Red Hat Inference team accelerates AI for the enterprise and brings operational simplicity to GenAI deployments. As leading developers, maintainers of the vLLM and llm-d project, and inventors of state-of-the-art techniques for model quantization and sparsification, our team provides a stable platform for enterprises to build, optimize, and scale LLM deployments.
Requirements
- Extensive experience in writing high performance modern C++ code.
- Strong experience with hardware acceleration libraries and backends: CUDA, Metal, Vulkan, or SYCL.
- Strong fundamentals in machine learning and deep learning, with a deep understanding of transformer architectures and LLM inference.
- Experience with performance profiling, benchmarking, and optimization techniques.
- Proficient in Python.
- Prior experience contributing to a major open-source project.
Responsibilities
- Design and implement new features and optimizations for the llama.cpp core, including model architecture support, quantization techniques, and inference algorithms.
- Optimize the codebase for various hardware backends, including CPU instruction sets, Apple Silicon (Metal), and other GPU technologies (CUDA, Vulkan, SYCL).
- Conduct performance analysis and benchmarking to identify bottlenecks and propose solutions for improving latency and throughput.
- Contribute to the design and evolution of core project components, such as the GGUF file format and the GGML tensor library.
- Collaborate with the open-source community by reviewing pull requests, participating in technical discussions on GitHub, and providing guidance on best practices.
Other
- If you are someone who wants to contribute to solving challenging technical problems at the forefront of deep learning in the open source way, this is the role for you.
- The salary range for this position is $133,650.00 - $281,770.00.
- Actual offer will be based on your qualifications.
- This position may also be eligible for bonus, commission, and/or equity.
- Red Hatters are encouraged to bring their best ideas, no matter their title or tenure.

_INFORMATION SHOWN_:
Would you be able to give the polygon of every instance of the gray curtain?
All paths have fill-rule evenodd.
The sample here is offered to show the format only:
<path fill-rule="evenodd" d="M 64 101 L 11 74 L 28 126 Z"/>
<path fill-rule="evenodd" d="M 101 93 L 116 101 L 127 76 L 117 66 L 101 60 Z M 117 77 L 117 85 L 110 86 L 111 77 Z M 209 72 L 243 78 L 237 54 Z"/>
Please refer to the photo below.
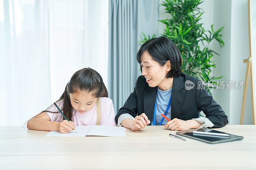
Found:
<path fill-rule="evenodd" d="M 141 75 L 136 55 L 146 35 L 158 35 L 159 0 L 109 0 L 108 89 L 115 113 Z"/>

_YOUR GOAL_:
List the items the job posting names after "hardware acceleration libraries and backends". The lines have nothing to do with the job posting.

_ANSWER BELOW_:
CUDA, Metal, Vulkan, SYCL